* _Document excerpt_:
--
Monday, October 24, 2005

Two Books I've Got To Read

A common refrain I continually hear is how busy everyone is -- so busy there's no time to read blogs. I guess what's ironic is that I think of the ITscout Blog as a reading filter for busy people. I explicitly try to pass along only particularly interesting, eclectic information, combining elements from a variety of sources.

At this past week's PopTech! 2005 conference in Camden, Maine, there were two books mentioned that I've absolutely got to read.

The first is Suketu Mehta's book, MAXIMUM CITY: Bombay Lost and Found. A fictional work, Suketu's writing won the Kiriyama Prize, and was a finalist for the 2005 Pulitzer Prize. He has also won the Whiting Writers Award, the O. Henry Prize, and a New York Foundation for the Arts Fellowship.
There will soon be more people living in the city of Bombay than on the continent of Australia. With 14 million people, Bombay is the biggest city on the planet of a race of city dwellers. Bombay is the future of urban civilization on the planet. God help us.
--
* _Study material_:
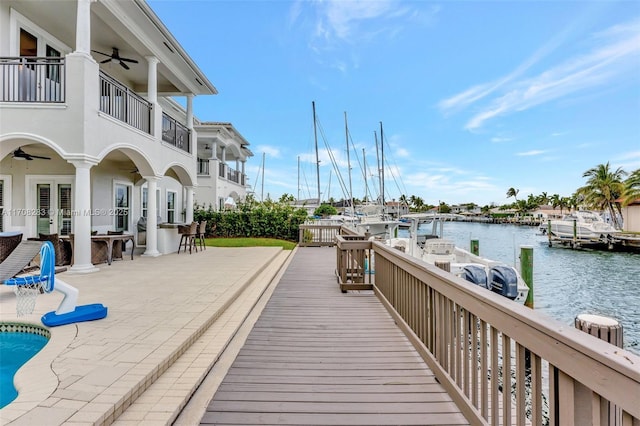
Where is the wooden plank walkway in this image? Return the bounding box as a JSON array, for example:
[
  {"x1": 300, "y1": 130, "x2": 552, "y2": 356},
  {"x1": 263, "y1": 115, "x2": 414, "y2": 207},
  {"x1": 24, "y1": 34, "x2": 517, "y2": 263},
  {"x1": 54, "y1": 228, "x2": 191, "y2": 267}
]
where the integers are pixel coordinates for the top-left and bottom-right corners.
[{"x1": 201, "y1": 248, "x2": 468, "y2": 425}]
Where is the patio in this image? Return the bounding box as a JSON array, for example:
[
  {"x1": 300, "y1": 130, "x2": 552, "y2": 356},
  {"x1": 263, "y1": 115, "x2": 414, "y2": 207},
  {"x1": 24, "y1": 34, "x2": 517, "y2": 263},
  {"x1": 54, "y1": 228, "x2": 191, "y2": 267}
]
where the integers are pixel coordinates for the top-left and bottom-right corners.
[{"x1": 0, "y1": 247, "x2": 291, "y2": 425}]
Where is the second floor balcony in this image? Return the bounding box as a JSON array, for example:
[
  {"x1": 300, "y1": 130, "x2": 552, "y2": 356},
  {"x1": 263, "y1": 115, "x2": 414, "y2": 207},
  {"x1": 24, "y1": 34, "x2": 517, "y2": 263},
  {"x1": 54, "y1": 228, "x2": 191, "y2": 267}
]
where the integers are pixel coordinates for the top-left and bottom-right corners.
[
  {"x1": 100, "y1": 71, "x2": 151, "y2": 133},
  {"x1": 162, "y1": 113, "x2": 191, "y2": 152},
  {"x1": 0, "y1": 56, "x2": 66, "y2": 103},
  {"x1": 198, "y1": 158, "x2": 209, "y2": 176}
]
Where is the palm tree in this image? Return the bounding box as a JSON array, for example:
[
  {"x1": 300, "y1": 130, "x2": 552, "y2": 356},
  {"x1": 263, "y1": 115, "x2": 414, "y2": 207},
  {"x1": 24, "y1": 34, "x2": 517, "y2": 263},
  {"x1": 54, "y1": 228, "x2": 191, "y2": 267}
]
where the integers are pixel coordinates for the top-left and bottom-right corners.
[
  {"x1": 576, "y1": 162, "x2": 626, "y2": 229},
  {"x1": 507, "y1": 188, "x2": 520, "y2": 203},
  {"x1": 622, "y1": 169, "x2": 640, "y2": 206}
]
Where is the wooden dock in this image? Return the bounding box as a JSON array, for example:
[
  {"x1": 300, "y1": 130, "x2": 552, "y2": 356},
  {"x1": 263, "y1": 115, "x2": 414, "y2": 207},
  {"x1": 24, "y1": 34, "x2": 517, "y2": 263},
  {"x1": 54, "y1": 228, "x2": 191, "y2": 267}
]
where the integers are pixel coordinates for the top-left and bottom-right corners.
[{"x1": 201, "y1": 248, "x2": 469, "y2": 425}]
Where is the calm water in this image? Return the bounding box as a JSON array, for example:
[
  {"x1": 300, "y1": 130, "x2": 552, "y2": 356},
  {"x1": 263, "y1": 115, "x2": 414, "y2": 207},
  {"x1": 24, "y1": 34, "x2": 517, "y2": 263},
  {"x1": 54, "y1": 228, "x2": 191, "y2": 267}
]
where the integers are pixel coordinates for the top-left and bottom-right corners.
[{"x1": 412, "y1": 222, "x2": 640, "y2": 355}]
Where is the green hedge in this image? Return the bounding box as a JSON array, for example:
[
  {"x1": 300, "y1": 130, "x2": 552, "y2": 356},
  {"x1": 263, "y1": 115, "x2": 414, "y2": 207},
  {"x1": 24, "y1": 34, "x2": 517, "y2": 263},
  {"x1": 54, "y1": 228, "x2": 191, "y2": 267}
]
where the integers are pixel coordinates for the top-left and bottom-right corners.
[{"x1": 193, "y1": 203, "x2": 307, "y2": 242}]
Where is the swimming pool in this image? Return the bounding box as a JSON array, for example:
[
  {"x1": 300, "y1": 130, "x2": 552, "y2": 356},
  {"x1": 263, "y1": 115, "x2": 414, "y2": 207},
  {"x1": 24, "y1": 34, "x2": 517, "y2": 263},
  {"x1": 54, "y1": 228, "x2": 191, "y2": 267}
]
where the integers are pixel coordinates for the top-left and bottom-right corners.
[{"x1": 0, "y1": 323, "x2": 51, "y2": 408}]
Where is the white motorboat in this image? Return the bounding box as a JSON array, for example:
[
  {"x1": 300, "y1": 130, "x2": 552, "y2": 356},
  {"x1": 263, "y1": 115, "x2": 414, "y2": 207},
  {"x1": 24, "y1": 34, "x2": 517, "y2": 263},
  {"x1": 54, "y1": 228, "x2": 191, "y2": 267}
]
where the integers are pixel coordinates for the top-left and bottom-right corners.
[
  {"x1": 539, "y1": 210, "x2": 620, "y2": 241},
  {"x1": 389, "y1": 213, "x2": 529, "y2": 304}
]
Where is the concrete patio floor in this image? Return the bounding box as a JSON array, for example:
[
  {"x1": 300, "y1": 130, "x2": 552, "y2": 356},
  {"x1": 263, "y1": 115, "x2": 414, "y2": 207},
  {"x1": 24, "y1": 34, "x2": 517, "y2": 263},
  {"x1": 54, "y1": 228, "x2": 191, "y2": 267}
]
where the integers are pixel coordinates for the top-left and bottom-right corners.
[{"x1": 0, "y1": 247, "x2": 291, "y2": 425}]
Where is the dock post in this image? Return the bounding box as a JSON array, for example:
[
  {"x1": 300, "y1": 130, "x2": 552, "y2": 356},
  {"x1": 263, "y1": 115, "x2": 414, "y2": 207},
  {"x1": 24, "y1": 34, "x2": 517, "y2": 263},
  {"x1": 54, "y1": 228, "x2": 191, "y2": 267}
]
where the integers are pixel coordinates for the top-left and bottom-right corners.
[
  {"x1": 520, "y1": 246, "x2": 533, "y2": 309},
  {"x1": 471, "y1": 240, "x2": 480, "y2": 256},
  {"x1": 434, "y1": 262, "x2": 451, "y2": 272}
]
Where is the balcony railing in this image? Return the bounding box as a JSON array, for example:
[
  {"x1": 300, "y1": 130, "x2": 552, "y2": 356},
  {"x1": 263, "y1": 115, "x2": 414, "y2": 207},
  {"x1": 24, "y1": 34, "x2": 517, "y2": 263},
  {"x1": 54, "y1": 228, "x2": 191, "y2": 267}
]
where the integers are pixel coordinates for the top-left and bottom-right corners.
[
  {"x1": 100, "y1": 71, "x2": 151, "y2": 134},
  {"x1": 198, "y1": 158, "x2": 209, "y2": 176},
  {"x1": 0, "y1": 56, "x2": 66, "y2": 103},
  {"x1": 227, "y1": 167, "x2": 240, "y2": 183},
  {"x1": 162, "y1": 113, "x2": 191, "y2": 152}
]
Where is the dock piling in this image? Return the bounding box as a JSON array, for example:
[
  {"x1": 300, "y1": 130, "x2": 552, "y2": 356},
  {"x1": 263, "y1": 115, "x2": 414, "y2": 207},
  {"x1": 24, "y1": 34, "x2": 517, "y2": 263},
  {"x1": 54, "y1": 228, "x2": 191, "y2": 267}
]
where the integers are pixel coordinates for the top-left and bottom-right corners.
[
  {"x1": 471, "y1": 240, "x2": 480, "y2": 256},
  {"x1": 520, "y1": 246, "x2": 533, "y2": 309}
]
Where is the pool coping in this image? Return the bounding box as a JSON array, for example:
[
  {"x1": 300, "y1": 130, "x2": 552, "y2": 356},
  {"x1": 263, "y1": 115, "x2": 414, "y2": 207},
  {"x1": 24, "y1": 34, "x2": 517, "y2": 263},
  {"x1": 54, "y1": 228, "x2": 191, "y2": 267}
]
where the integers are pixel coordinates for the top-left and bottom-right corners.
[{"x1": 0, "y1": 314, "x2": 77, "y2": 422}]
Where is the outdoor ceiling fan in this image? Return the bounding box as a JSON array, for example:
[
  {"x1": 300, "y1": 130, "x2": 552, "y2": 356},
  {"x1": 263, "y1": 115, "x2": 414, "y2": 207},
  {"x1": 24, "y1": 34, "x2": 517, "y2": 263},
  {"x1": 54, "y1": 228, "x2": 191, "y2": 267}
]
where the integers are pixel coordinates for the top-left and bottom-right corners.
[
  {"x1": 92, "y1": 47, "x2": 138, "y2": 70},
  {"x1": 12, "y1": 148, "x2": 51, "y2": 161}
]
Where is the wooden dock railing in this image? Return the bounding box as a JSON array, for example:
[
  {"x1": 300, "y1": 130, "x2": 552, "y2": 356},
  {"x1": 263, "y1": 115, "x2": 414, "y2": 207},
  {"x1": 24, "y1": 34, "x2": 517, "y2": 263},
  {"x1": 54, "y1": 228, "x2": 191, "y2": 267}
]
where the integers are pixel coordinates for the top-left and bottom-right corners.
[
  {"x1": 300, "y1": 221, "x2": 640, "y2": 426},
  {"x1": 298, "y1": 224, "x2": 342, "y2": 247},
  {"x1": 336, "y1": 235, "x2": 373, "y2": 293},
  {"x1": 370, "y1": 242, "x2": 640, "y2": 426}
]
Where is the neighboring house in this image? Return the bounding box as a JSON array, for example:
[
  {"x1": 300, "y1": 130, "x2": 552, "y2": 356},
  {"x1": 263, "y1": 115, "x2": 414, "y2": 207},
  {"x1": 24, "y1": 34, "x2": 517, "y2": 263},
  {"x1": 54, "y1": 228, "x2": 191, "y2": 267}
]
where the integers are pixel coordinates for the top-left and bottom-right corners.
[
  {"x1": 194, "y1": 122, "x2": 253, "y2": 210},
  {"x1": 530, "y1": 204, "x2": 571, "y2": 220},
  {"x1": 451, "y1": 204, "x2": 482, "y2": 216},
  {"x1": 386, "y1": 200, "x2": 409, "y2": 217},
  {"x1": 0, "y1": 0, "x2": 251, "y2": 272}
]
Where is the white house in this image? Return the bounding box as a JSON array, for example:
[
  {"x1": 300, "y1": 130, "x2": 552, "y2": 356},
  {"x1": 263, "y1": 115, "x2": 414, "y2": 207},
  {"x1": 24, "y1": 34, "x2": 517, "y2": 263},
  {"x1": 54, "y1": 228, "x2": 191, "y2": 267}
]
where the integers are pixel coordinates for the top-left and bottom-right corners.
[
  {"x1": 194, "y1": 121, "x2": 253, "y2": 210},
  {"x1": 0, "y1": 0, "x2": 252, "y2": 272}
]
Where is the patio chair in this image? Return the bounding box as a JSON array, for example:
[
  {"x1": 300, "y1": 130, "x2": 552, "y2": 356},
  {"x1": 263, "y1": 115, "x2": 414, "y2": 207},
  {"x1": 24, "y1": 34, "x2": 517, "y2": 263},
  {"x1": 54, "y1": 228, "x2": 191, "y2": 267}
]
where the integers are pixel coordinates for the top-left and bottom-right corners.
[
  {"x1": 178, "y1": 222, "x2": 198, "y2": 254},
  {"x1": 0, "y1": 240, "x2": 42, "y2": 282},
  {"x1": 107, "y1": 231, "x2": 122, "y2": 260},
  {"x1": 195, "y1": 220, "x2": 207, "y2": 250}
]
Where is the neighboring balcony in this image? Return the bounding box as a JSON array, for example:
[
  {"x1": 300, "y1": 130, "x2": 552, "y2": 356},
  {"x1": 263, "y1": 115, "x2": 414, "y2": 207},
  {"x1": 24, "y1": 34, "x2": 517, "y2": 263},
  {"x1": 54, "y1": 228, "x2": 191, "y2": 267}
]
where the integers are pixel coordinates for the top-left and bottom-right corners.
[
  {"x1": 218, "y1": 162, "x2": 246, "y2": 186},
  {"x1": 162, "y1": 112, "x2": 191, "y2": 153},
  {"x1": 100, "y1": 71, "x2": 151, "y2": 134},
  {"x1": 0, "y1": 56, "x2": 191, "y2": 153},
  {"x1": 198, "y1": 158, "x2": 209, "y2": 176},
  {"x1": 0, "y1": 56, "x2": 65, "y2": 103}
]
--
* _Activity_:
Copy out the whole blog post above about two books from the PopTech 2005 conference, word for word.

* _Answer below_:
Monday, October 24, 2005

Two Books I've Got To Read

A common refrain I continually hear is how busy everyone is -- so busy there's no time to read blogs. I guess what's ironic is that I think of the ITscout Blog as a reading filter for busy people. I explicitly try to pass along only particularly interesting, eclectic information, combining elements from a variety of sources.

At this past week's PopTech! 2005 conference in Camden, Maine, there were two books mentioned that I've absolutely got to read.

The first is Suketu Mehta's book, MAXIMUM CITY: Bombay Lost and Found. A fictional work, Suketu's writing won the Kiriyama Prize, and was a finalist for the 2005 Pulitzer Prize. He has also won the Whiting Writers Award, the O. Henry Prize, and a New York Foundation for the Arts Fellowship.
There will soon be more people living in the city of Bombay than on the continent of Australia. With 14 million people, Bombay is the biggest city on the planet of a race of city dwellers. Bombay is the future of urban civilization on the planet. God help us.